_What you are asked to do_
Transcribe the listing precisely, entry by entry.

_Dataset content_

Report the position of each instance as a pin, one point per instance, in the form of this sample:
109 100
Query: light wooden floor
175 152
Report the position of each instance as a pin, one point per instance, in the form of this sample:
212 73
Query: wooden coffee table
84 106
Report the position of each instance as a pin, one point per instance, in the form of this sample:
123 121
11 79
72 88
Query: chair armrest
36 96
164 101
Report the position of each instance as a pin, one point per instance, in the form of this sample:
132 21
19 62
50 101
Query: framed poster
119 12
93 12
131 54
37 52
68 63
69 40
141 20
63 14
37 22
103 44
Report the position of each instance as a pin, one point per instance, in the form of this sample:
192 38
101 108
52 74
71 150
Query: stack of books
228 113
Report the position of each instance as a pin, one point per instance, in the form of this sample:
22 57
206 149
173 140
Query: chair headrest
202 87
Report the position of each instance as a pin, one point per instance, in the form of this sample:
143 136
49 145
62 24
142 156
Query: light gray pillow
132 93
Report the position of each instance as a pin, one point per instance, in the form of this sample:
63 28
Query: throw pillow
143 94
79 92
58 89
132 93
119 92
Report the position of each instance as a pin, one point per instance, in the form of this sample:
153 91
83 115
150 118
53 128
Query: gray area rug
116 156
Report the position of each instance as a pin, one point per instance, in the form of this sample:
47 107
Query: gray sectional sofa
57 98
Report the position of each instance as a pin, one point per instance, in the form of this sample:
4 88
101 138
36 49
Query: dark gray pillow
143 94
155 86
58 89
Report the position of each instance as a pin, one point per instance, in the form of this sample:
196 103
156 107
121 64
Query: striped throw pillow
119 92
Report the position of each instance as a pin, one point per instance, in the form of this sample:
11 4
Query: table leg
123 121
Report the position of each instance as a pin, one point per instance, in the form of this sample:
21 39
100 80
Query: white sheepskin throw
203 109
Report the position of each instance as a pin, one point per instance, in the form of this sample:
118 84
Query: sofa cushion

_Output for this task_
Report the position of each instance as a pin, one point per instance, in the form of this sample:
109 100
Query: light wooden floor
175 152
Report the position of each instance as a pin, one point per instance, in the form of this sample:
212 73
Query: wooden coffee table
84 106
Report the position of each instance as a pin, one point per instance, in the form of this sample:
123 121
11 79
72 88
Query: chair armrest
36 96
164 101
Report the position of each instance as a pin, one point per instance, in the form of this sample:
132 21
19 62
50 101
Query: framed poster
119 12
93 12
131 54
37 52
68 63
69 40
141 20
63 14
37 22
103 44
Report the position of each instance as a pin, one point per instance, in the form of this sample:
192 38
101 108
52 74
71 150
Query: stack of books
228 113
Report the position of each instance as a pin, one point per instance, in the form of this sample:
22 57
206 149
173 140
Query: chair headrest
202 87
Report the position of each instance as a pin, one point per instance, in the form of this sample:
143 136
49 145
62 24
142 156
Query: light gray pillow
132 93
Report the position of each instance as a pin, one point per instance, in the form of this sample:
63 28
Query: throw pillow
143 94
79 92
58 89
132 93
119 92
Report the position of each instance as a pin, one point per instance, in the form of this sample:
153 91
83 115
150 118
53 128
Query: gray area rug
116 156
Report the position of each instance as a pin, one point per instance, in the form of this sample:
47 107
Query: gray sectional sofa
57 98
Report the position of each instance as a pin, one point per instance, in the form of this sample:
4 88
101 138
36 49
Query: dark gray pillow
143 94
155 86
58 89
Report the position of each instance as a pin, one point per instance, in the form of this sample:
196 103
156 107
121 64
Query: striped throw pillow
119 92
Report the position of each instance as a pin, one point per instance, in the form of this sample:
11 4
Query: table leg
123 121
Report the position of each instance as a pin, one point per instance, in the form of this sample:
21 39
100 80
Query: white sheepskin throw
203 109
Report the position of each instance as a pin, one point per instance, in the form of this sample:
118 84
Query: sofa cushion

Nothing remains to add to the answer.